▶ To be done
It is required that all of the data be written out exactly.

[Position annotation records]
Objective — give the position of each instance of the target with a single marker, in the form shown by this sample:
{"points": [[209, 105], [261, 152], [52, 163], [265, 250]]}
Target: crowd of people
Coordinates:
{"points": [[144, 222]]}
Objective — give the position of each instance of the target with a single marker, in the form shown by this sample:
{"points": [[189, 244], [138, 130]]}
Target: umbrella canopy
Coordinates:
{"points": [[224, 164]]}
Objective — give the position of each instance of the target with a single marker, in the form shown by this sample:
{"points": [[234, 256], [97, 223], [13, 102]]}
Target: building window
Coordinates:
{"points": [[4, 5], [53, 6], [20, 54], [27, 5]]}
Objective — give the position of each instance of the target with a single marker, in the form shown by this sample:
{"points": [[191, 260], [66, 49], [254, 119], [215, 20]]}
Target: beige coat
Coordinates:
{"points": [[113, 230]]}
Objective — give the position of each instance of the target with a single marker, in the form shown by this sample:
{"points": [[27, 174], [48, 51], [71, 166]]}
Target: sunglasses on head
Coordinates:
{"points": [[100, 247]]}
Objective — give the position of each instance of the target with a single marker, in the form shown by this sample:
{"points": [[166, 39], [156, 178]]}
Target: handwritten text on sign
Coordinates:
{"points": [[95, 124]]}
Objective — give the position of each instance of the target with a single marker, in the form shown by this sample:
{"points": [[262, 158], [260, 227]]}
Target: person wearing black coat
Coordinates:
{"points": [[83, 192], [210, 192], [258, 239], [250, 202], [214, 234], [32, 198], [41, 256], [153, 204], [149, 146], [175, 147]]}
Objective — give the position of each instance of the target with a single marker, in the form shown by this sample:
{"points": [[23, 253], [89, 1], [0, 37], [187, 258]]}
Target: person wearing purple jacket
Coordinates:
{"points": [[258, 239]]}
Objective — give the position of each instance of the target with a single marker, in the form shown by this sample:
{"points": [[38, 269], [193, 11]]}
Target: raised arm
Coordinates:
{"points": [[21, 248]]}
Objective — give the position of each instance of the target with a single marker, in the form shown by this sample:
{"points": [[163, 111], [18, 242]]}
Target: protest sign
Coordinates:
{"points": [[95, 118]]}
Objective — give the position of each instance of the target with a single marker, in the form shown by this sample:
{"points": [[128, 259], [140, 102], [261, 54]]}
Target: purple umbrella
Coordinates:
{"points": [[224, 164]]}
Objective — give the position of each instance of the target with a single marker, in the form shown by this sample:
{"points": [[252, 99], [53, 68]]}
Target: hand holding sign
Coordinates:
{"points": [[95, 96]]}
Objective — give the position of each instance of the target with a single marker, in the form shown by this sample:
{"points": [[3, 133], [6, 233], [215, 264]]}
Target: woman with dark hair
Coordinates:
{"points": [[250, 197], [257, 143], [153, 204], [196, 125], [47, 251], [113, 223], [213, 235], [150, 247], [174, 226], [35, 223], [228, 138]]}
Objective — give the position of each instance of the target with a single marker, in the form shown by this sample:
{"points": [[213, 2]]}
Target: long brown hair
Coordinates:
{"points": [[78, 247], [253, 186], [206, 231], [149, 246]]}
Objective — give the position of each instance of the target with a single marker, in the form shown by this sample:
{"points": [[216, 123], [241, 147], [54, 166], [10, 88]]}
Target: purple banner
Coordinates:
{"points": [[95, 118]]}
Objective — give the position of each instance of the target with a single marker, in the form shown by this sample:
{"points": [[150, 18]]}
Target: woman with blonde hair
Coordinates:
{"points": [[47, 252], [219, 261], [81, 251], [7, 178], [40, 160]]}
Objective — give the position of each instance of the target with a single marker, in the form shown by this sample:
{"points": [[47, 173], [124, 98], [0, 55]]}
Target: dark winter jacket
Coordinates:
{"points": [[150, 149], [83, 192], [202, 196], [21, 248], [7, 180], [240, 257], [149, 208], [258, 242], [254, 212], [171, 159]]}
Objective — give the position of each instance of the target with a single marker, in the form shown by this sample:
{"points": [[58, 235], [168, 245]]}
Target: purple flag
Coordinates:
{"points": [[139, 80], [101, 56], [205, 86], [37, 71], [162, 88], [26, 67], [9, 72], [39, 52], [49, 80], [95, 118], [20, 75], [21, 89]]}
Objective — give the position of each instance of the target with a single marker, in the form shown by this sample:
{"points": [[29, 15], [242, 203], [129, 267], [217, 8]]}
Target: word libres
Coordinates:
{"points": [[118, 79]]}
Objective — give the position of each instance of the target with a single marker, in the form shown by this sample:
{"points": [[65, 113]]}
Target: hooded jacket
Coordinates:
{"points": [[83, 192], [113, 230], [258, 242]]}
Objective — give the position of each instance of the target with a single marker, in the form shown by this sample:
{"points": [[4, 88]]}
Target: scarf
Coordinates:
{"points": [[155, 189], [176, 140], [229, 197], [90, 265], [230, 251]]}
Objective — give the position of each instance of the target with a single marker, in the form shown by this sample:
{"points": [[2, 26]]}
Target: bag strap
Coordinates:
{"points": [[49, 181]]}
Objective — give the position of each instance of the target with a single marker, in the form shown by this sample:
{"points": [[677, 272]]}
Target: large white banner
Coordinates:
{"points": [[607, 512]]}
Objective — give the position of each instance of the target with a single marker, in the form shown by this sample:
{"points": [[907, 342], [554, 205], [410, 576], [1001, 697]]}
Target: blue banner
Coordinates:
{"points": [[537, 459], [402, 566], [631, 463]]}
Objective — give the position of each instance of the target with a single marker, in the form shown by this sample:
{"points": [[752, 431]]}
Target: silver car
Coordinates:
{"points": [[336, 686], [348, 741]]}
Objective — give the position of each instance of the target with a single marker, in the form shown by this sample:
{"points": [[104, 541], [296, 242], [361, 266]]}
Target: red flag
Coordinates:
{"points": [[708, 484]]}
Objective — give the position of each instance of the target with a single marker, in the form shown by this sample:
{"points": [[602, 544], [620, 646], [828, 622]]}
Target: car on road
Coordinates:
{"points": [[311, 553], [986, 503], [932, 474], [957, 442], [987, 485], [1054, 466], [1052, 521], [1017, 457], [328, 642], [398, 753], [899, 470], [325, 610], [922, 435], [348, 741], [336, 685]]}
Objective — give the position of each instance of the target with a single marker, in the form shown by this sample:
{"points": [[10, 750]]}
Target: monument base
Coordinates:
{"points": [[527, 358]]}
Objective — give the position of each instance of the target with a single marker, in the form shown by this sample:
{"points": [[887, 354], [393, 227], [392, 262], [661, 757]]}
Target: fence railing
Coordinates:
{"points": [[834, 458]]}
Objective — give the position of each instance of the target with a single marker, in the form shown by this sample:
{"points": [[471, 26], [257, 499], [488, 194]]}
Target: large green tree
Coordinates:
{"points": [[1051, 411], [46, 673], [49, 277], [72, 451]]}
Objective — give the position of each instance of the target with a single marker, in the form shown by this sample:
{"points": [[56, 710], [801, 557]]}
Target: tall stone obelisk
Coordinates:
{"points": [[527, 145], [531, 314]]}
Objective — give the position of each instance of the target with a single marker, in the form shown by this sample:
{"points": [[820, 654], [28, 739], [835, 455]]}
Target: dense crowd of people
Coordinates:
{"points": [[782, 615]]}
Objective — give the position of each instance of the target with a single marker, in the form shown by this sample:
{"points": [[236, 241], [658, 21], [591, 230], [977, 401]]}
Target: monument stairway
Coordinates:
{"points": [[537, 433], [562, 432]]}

▶ Finished exercise
Objective — give the position of each instance of the target with a single marker, in the form shown by this sample:
{"points": [[209, 105], [261, 152], [52, 163], [265, 250]]}
Target: crowd of people
Coordinates:
{"points": [[144, 222]]}
Objective — give the position of each instance of the target with a single marker, in the form shown by this sample:
{"points": [[189, 244], [138, 130]]}
Target: umbrella canopy
Coordinates:
{"points": [[224, 164]]}
Objective — give the position of each instance of the target with a single marker, in the form shown by this sample:
{"points": [[234, 256], [97, 223], [13, 102]]}
Target: building window
Coordinates:
{"points": [[4, 5], [53, 6], [20, 54], [27, 5]]}
Objective — give the position of each instance of the target with a single marker, in the form shown by this sample:
{"points": [[191, 260], [66, 49], [254, 119], [215, 20]]}
Target: beige coat
Coordinates:
{"points": [[113, 230]]}
Objective — give the position of each instance of the target with a single marker, in the form shown by this sample:
{"points": [[27, 174], [48, 51], [71, 166]]}
Target: sunglasses on head
Coordinates:
{"points": [[100, 247]]}
Objective — give the position of each instance of the target with a single marker, in the form shown by this sample:
{"points": [[166, 39], [156, 178]]}
Target: handwritten text on sign
Coordinates:
{"points": [[95, 124]]}
Objective — give the position of each instance of the target with a single marker, in the form shown by this sample:
{"points": [[262, 158], [260, 227]]}
Target: person wearing black coat
Coordinates:
{"points": [[83, 192], [210, 192], [258, 239], [250, 202], [214, 234], [32, 198], [41, 256], [153, 204], [149, 146], [175, 147]]}
Objective — give the position of each instance of the target with a single marker, in the form shown by this sample:
{"points": [[23, 253], [89, 1], [0, 37], [187, 258]]}
Target: person wearing purple jacket
Coordinates:
{"points": [[258, 239]]}
Objective — give the position of each instance of the target with a single marker, in the form shown by this sample:
{"points": [[38, 269], [193, 11]]}
Target: raised arm
Coordinates:
{"points": [[21, 248]]}
Objective — give the position of each instance of the target with a single marker, in the form shown by this sample:
{"points": [[163, 111], [18, 242]]}
Target: protest sign
Coordinates:
{"points": [[95, 118]]}
Objective — give the position of each instance of the target with a single marker, in the form shown by this sample:
{"points": [[128, 259], [140, 102], [261, 54]]}
Target: purple umbrella
Coordinates:
{"points": [[224, 164]]}
Objective — give the position of each instance of the target with a single marker, in the form shown by this sample:
{"points": [[252, 99], [53, 68]]}
Target: hand holding sign
Coordinates:
{"points": [[95, 96]]}
Objective — give the position of each instance of the target with a single marker, in the form shown by this sample:
{"points": [[3, 133], [6, 233], [215, 264]]}
Target: woman with dark hair
Coordinates:
{"points": [[250, 197], [257, 143], [153, 204], [196, 125], [47, 251], [113, 223], [213, 235], [150, 247], [174, 226], [35, 223], [228, 138]]}
Objective — give the position of each instance of the target with a single marker, in the form shown by this sample:
{"points": [[213, 2]]}
Target: long brown hair
Coordinates:
{"points": [[78, 247], [253, 186], [206, 231], [149, 246]]}
Objective — give the position of each instance of the target with a single marker, in the form shown by this sample:
{"points": [[216, 123], [241, 147], [54, 166], [10, 88]]}
Target: purple banner
Coordinates:
{"points": [[95, 118]]}
Objective — give the position of each instance of the target with a single marker, in the form shown by this sample:
{"points": [[150, 18]]}
Target: woman with blonde hair
Coordinates:
{"points": [[47, 252], [219, 261], [81, 251], [7, 178], [40, 160]]}
Objective — give the position of each instance of the target with a single marker, in the form shown by this sample:
{"points": [[47, 173], [124, 98], [0, 55]]}
Target: dark winter jacket
Coordinates:
{"points": [[150, 149], [83, 192], [202, 196], [21, 248], [7, 180], [240, 257], [149, 208], [258, 242], [254, 212], [171, 159]]}
Objective — give the position of each instance of the target with a single marker, in the form shown by this sample:
{"points": [[58, 235], [168, 245]]}
Target: purple flag
Coordinates:
{"points": [[139, 80], [101, 56], [205, 86], [37, 71], [162, 88], [26, 67], [9, 72], [39, 52], [49, 80], [95, 118], [20, 75], [21, 89]]}
Objective — give the position of each instance of the target with a single marker, in the form shown by this sample:
{"points": [[29, 15], [242, 203], [129, 267], [217, 8]]}
Target: word libres
Coordinates:
{"points": [[118, 79]]}
Objective — give the position of each instance of the target with a single marker, in the form shown by this sample:
{"points": [[65, 113]]}
Target: hooded jacket
Coordinates:
{"points": [[83, 192], [113, 230], [258, 242]]}
Objective — give the position of each instance of the target with a single marker, in the form shown by this sample:
{"points": [[4, 88]]}
Target: scarf
Coordinates:
{"points": [[155, 189], [176, 140], [229, 197], [90, 265], [230, 251]]}
Objective — give the position of each instance of the target with a single marker, in the form shown by this sample:
{"points": [[2, 26]]}
Target: bag strap
Coordinates:
{"points": [[49, 181]]}
Objective — give the position of each instance of the target with a single marker, in the form shown by this sample:
{"points": [[677, 272]]}
Target: large white banner
Coordinates:
{"points": [[607, 512]]}
Objective — give the position of each instance of the target with a single marker, in the form shown by this sample:
{"points": [[907, 342], [554, 205], [410, 576], [1001, 697]]}
Target: blue banner
Coordinates:
{"points": [[537, 459], [402, 566], [631, 463]]}
Objective — give the position of each instance of the target with a single marker, in the form shown by this sample:
{"points": [[752, 431]]}
Target: silver car
Coordinates:
{"points": [[336, 686], [348, 741]]}
Objective — give the position of each instance of the target with a single marker, in the form shown by this sample:
{"points": [[104, 541], [296, 242], [361, 266]]}
Target: red flag
Coordinates:
{"points": [[708, 484]]}
Objective — give the position of each instance of the target with a single marker, in the form shown by this sample:
{"points": [[602, 544], [620, 646], [828, 622]]}
Target: car on road
Coordinates:
{"points": [[311, 553], [986, 503], [932, 474], [957, 442], [987, 485], [1054, 466], [1052, 521], [1017, 457], [328, 642], [398, 753], [899, 470], [325, 610], [922, 435], [348, 741], [336, 685]]}
Objective — give the position of each instance of the target with a single marker, in the form shown by this sample:
{"points": [[10, 750]]}
Target: monument base
Coordinates:
{"points": [[527, 358]]}
Objective — give the position of each instance of the target with a single marker, in the form shown by this sample:
{"points": [[887, 354], [393, 227], [392, 262], [661, 757]]}
Target: fence railing
Coordinates:
{"points": [[834, 458]]}
Objective — give the position of each instance of the target with a single marker, in the form shown by this sample:
{"points": [[471, 26], [257, 499], [488, 194]]}
Target: large green tree
Coordinates:
{"points": [[1051, 411], [46, 673], [49, 277], [72, 451]]}
Objective — give the position of each instance of the target with a single marker, in the form shown by this sample:
{"points": [[56, 710], [801, 557]]}
Target: tall stone obelisk
Coordinates:
{"points": [[527, 145], [531, 314]]}
Objective — give the position of each instance of the target with a single marker, in the form shown by this sample:
{"points": [[820, 654], [28, 739], [835, 455]]}
Target: dense crowd of people
Coordinates:
{"points": [[782, 615]]}
Objective — give the position of each instance of the target with a single marker, in the form shown by this sample:
{"points": [[236, 241], [658, 21], [591, 230], [977, 401]]}
Target: monument stairway
Coordinates:
{"points": [[537, 433], [562, 432]]}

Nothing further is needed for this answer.